-- Provided entries follows --

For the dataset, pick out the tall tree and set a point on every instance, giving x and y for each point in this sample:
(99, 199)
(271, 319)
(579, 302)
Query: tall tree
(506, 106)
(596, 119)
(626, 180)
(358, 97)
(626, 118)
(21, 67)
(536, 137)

-- Provided entries concluded --

» Activity:
Set down every record above, word for word.

» Response to the exercise:
For the dataset, pick out the tall tree and set a point on every instance, giving x and y for each point in this sample:
(99, 199)
(271, 319)
(579, 302)
Query: tall tree
(506, 106)
(596, 119)
(626, 180)
(358, 97)
(626, 118)
(21, 67)
(536, 137)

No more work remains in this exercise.